# EXERCISE PROMPT
Please filter the entries and return only the lines that include "leather".

(Dataset entries)
==*==

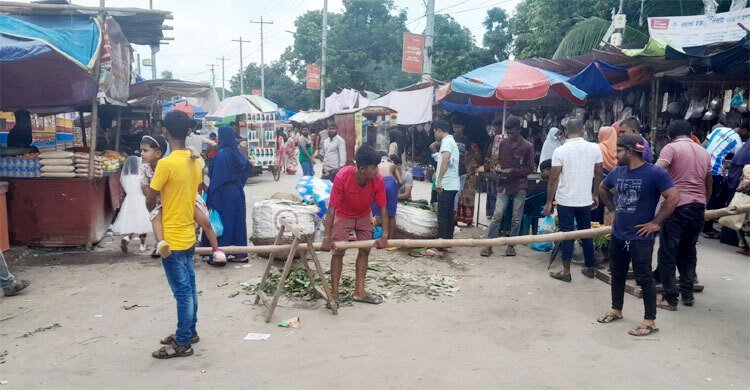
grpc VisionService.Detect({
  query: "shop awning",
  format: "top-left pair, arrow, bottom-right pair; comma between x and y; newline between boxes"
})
128,79 -> 219,114
568,60 -> 653,97
289,111 -> 332,125
665,36 -> 750,74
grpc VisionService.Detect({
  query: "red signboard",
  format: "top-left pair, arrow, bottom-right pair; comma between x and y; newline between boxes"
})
649,18 -> 670,30
252,89 -> 261,96
402,33 -> 424,74
306,64 -> 321,90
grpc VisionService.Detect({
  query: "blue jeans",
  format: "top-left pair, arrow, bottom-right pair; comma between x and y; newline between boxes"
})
300,160 -> 314,176
487,190 -> 526,239
162,246 -> 198,346
0,252 -> 15,289
557,205 -> 595,267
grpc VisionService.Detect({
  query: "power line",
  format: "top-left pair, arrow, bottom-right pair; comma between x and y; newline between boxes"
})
232,36 -> 251,93
250,16 -> 274,98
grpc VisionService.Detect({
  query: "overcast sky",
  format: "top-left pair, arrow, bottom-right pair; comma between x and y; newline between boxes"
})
23,0 -> 522,86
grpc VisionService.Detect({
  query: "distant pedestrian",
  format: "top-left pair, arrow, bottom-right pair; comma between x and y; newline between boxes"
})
298,128 -> 315,176
480,116 -> 534,258
545,119 -> 603,282
597,134 -> 680,337
655,120 -> 712,311
538,127 -> 564,171
483,119 -> 504,217
320,125 -> 347,181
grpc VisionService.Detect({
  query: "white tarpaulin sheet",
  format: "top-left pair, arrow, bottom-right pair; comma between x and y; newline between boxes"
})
368,86 -> 433,125
647,8 -> 750,48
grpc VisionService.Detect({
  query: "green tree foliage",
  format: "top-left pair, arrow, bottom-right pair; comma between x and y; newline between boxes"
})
552,17 -> 649,59
431,14 -> 495,81
483,7 -> 512,62
160,70 -> 173,79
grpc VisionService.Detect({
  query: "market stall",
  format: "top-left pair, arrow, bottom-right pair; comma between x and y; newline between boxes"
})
333,106 -> 397,164
0,2 -> 170,247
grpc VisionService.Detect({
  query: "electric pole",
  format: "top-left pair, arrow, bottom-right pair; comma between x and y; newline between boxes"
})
207,63 -> 216,90
232,36 -> 251,94
216,56 -> 227,100
422,0 -> 435,82
250,17 -> 273,98
136,52 -> 141,76
320,0 -> 328,110
150,0 -> 157,79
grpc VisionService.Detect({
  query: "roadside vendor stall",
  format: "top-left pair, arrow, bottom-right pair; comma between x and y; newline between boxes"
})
0,2 -> 171,247
333,106 -> 397,164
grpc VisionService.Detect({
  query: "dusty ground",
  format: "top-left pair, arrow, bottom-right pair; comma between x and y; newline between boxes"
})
1,168 -> 748,389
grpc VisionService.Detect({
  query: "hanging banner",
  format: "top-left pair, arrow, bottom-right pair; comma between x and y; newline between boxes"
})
97,16 -> 132,106
306,64 -> 321,90
402,33 -> 424,74
648,8 -> 750,48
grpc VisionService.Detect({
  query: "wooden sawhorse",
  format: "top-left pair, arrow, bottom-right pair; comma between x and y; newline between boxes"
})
254,219 -> 338,322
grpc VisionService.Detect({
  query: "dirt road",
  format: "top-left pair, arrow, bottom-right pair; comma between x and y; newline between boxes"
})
1,169 -> 748,389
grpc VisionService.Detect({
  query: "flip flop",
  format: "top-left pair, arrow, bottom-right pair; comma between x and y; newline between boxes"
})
628,325 -> 659,337
352,293 -> 383,305
596,312 -> 623,323
422,248 -> 443,258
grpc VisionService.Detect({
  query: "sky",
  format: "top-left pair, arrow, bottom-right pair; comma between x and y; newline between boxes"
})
21,0 -> 522,87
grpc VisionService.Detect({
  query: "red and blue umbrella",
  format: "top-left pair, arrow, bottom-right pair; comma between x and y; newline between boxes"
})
436,60 -> 587,114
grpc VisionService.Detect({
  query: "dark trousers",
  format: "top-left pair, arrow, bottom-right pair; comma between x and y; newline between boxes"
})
610,236 -> 657,320
437,190 -> 458,240
557,205 -> 595,267
658,203 -> 704,305
704,175 -> 729,232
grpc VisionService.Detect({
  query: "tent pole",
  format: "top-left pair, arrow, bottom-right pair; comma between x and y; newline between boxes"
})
502,104 -> 507,137
114,106 -> 122,151
88,14 -> 104,179
79,111 -> 87,148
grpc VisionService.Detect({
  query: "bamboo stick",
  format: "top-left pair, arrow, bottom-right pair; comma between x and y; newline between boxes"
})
194,203 -> 750,255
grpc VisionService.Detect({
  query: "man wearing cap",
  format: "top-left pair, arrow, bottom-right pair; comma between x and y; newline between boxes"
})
598,135 -> 680,337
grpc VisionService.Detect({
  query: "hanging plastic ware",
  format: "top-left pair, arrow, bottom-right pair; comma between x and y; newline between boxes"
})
731,89 -> 745,108
209,209 -> 224,237
531,215 -> 557,252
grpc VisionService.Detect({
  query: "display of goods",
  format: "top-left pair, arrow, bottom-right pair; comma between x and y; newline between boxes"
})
39,151 -> 74,159
41,165 -> 75,173
249,148 -> 276,167
0,157 -> 41,178
39,158 -> 74,166
41,172 -> 76,178
251,199 -> 318,246
395,204 -> 438,239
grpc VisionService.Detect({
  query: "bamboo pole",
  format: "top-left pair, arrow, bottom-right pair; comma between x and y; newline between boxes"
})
195,204 -> 750,255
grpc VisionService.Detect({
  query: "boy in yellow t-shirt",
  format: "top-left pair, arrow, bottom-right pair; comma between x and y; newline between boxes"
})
146,111 -> 203,359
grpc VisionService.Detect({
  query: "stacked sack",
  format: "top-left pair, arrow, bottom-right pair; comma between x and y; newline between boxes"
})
39,151 -> 75,178
73,153 -> 104,178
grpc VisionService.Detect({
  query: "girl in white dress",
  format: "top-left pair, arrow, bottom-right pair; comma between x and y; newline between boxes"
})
112,156 -> 153,252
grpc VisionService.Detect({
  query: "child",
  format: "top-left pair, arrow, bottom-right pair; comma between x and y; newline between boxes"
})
371,154 -> 402,243
112,156 -> 153,252
139,135 -> 226,262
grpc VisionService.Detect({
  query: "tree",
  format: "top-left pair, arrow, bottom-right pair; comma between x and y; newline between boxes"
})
160,70 -> 173,79
431,14 -> 494,81
483,7 -> 512,62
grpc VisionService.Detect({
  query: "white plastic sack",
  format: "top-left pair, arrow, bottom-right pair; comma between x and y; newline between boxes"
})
251,199 -> 318,245
395,205 -> 438,238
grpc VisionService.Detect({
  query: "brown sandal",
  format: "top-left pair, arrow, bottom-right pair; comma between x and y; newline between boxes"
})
597,312 -> 623,323
160,333 -> 200,345
152,342 -> 193,359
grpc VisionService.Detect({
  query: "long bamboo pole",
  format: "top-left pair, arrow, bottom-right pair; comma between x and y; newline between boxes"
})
194,204 -> 750,255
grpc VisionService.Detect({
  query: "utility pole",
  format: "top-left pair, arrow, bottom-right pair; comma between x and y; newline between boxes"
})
422,0 -> 435,82
207,63 -> 216,90
250,17 -> 274,98
136,52 -> 141,76
320,0 -> 328,110
232,36 -> 251,94
149,0 -> 157,79
216,56 -> 227,100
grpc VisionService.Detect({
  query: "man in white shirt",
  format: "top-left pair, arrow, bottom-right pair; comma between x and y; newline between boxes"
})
703,123 -> 748,237
320,125 -> 347,181
185,122 -> 217,157
544,119 -> 603,282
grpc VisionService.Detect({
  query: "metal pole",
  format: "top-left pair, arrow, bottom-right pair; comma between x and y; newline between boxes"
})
251,17 -> 274,98
207,64 -> 216,90
422,0 -> 435,82
217,56 -> 226,100
150,46 -> 157,79
136,52 -> 141,75
232,37 -> 250,94
320,0 -> 328,110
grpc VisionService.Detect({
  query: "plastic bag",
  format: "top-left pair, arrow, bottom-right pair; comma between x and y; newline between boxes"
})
209,209 -> 224,237
531,215 -> 557,252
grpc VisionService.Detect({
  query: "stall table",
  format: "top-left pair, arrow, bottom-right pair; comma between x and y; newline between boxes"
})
6,172 -> 122,247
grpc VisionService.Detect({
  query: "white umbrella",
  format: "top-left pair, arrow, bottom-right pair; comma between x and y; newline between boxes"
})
208,95 -> 261,118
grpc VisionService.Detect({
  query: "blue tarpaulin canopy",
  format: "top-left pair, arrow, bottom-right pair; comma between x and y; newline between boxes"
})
568,60 -> 629,97
0,14 -> 101,110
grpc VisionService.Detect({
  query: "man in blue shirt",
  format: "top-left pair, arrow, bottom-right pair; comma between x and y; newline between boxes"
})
597,135 -> 680,337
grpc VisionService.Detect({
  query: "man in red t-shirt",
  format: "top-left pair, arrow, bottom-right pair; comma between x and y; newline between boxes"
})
322,145 -> 388,305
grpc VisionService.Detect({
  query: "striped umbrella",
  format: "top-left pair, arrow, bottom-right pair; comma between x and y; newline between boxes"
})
437,60 -> 587,114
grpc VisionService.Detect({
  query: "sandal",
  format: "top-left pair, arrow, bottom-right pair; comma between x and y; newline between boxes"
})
160,333 -> 200,345
480,247 -> 492,257
656,299 -> 677,311
628,325 -> 659,337
422,248 -> 443,258
597,312 -> 623,324
152,342 -> 194,359
352,293 -> 383,305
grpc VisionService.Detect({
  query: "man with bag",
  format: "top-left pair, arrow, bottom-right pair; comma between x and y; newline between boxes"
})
544,119 -> 603,281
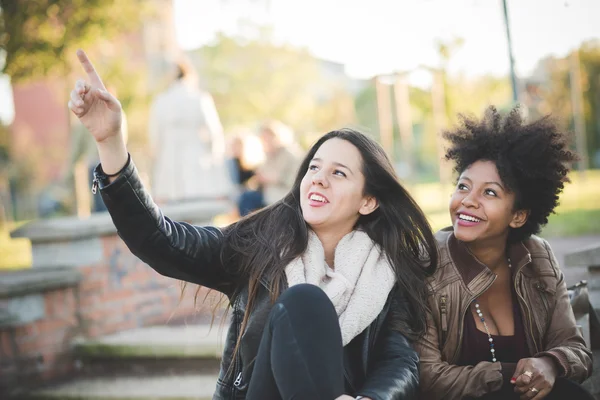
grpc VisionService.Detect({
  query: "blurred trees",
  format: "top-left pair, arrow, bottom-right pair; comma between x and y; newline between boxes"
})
354,74 -> 512,181
532,40 -> 600,168
191,29 -> 356,136
0,0 -> 142,82
0,0 -> 150,219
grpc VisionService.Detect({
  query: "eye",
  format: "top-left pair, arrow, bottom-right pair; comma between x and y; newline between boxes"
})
333,169 -> 347,177
484,189 -> 498,197
308,164 -> 318,171
457,183 -> 468,191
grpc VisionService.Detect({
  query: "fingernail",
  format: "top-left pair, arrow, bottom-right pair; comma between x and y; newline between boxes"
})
510,378 -> 516,384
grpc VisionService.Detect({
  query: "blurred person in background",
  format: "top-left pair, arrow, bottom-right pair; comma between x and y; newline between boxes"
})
237,121 -> 301,216
226,135 -> 256,197
148,59 -> 232,204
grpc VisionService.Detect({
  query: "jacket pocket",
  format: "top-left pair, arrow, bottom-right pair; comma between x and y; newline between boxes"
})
532,280 -> 556,335
439,294 -> 448,346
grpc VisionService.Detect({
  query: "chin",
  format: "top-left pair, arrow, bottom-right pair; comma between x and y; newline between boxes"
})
453,225 -> 478,243
303,215 -> 326,228
454,231 -> 476,243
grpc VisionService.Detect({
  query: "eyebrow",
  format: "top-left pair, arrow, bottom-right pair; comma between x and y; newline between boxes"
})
312,157 -> 354,175
459,176 -> 505,190
485,181 -> 505,190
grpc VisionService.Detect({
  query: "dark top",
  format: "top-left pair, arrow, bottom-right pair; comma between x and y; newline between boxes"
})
458,288 -> 530,367
232,157 -> 255,185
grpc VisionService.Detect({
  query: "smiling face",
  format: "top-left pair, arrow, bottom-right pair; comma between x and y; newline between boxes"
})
449,160 -> 529,246
300,138 -> 378,235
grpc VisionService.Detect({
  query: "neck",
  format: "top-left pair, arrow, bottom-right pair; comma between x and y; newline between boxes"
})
466,236 -> 510,272
313,228 -> 351,268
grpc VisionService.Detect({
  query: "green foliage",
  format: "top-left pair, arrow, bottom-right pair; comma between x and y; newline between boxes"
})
536,40 -> 600,168
353,74 -> 512,177
193,30 -> 355,134
0,0 -> 142,82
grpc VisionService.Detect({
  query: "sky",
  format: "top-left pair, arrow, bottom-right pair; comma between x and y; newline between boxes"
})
1,0 -> 597,124
173,0 -> 599,79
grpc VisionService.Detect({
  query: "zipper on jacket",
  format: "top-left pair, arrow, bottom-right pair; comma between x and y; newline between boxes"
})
439,295 -> 448,344
232,298 -> 244,393
233,372 -> 243,387
91,177 -> 99,194
515,276 -> 540,354
451,276 -> 496,363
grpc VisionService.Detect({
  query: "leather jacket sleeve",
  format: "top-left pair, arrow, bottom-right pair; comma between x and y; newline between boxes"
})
534,240 -> 592,382
415,306 -> 505,399
96,158 -> 237,296
357,307 -> 420,399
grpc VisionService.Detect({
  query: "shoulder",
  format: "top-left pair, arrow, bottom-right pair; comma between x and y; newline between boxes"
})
433,227 -> 454,273
427,227 -> 459,288
521,235 -> 561,277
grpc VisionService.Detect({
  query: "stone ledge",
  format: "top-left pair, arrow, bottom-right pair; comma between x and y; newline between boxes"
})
11,199 -> 231,244
0,267 -> 82,298
13,374 -> 217,400
74,342 -> 222,359
73,325 -> 225,360
0,308 -> 18,328
565,243 -> 600,268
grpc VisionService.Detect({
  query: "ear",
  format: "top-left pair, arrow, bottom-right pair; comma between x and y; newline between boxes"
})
359,196 -> 379,216
509,209 -> 529,229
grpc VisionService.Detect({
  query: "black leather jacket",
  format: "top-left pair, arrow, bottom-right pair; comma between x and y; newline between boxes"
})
95,158 -> 420,400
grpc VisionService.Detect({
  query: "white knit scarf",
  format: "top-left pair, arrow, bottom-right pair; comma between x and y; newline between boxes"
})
284,230 -> 396,345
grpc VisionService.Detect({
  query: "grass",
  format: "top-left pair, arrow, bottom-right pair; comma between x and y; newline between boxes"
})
1,170 -> 599,271
0,221 -> 31,270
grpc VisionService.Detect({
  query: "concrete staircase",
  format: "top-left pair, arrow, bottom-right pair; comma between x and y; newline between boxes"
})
21,325 -> 226,400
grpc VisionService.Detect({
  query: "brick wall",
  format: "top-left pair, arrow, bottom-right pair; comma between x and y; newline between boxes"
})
78,235 -> 215,339
1,287 -> 78,392
0,232 -> 218,394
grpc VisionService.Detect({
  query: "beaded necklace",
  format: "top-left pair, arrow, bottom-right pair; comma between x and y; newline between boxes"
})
472,258 -> 511,363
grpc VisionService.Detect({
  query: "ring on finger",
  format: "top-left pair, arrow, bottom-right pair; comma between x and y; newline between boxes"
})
523,370 -> 534,379
530,387 -> 539,393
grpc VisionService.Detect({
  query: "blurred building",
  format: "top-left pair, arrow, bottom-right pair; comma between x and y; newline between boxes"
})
7,0 -> 180,219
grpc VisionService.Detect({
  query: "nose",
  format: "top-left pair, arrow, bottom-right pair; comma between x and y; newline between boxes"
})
460,192 -> 479,208
461,191 -> 479,208
311,169 -> 329,188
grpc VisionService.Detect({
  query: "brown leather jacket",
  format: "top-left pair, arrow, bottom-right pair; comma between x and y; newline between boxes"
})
415,228 -> 592,399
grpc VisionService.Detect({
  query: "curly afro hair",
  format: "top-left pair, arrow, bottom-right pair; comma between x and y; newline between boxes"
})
444,106 -> 577,243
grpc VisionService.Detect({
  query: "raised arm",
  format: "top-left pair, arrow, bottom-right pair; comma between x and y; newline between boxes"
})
68,50 -> 238,296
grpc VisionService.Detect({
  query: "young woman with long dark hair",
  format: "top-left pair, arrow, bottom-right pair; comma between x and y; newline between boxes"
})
68,50 -> 437,400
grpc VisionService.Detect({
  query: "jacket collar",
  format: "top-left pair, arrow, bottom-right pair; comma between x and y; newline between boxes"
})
447,232 -> 532,286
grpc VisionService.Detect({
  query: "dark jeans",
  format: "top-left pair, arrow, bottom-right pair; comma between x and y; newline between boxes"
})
238,189 -> 264,216
476,376 -> 595,400
246,284 -> 345,400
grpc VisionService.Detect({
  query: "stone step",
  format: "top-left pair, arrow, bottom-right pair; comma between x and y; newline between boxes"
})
74,325 -> 227,376
22,373 -> 218,400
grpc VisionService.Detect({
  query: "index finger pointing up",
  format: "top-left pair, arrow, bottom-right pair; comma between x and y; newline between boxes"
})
76,49 -> 106,90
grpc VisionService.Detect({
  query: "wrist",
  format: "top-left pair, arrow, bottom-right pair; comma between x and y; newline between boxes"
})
96,130 -> 124,145
541,356 -> 560,377
96,133 -> 128,177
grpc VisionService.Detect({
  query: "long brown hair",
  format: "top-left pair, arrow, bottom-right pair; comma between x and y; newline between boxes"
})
220,128 -> 437,366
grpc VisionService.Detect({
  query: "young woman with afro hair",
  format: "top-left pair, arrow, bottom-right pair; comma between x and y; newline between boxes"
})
416,106 -> 593,400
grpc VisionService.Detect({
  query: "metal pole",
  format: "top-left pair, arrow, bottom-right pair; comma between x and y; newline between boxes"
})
393,75 -> 414,176
375,77 -> 394,159
502,0 -> 519,103
569,50 -> 589,172
432,69 -> 451,186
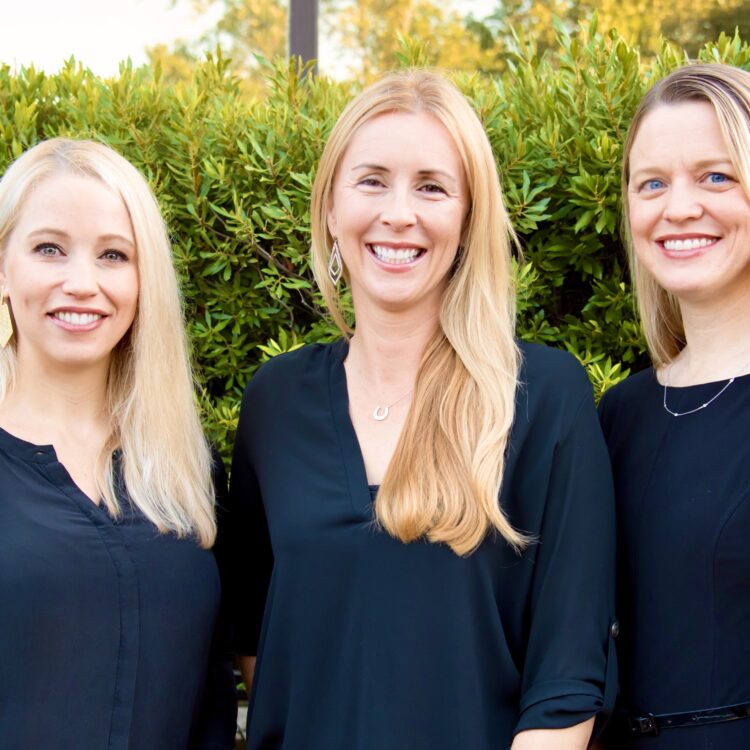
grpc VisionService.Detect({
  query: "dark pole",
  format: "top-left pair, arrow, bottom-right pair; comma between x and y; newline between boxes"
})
289,0 -> 318,74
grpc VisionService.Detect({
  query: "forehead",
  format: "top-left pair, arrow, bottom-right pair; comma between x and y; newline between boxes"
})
339,110 -> 464,171
15,173 -> 132,231
630,101 -> 729,165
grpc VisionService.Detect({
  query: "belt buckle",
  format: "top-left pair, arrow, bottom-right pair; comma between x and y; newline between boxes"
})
629,713 -> 659,736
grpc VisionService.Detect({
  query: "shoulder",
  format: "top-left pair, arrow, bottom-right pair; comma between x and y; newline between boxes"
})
511,342 -> 597,448
598,366 -> 656,420
600,365 -> 657,405
598,365 -> 657,441
518,341 -> 593,406
241,340 -> 341,400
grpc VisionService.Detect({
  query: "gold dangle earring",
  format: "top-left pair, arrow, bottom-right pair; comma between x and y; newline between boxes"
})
0,286 -> 14,348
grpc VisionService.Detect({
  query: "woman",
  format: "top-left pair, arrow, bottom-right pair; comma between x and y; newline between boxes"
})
224,70 -> 616,750
599,63 -> 750,748
0,138 -> 236,748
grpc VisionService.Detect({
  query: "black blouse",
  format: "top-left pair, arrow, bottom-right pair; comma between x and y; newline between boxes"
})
222,340 -> 617,750
0,428 -> 236,749
600,369 -> 750,749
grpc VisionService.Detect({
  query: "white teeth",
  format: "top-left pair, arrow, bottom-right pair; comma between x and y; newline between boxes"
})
662,237 -> 715,251
370,244 -> 421,264
54,311 -> 102,326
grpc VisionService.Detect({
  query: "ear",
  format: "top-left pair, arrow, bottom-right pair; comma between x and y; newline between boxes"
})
326,197 -> 338,241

==*==

# RESPONSE TO THIS EXERCISE
  query: "leather jacket sleeve",
  query: "black leather jacket",
  query: "brown leather jacket",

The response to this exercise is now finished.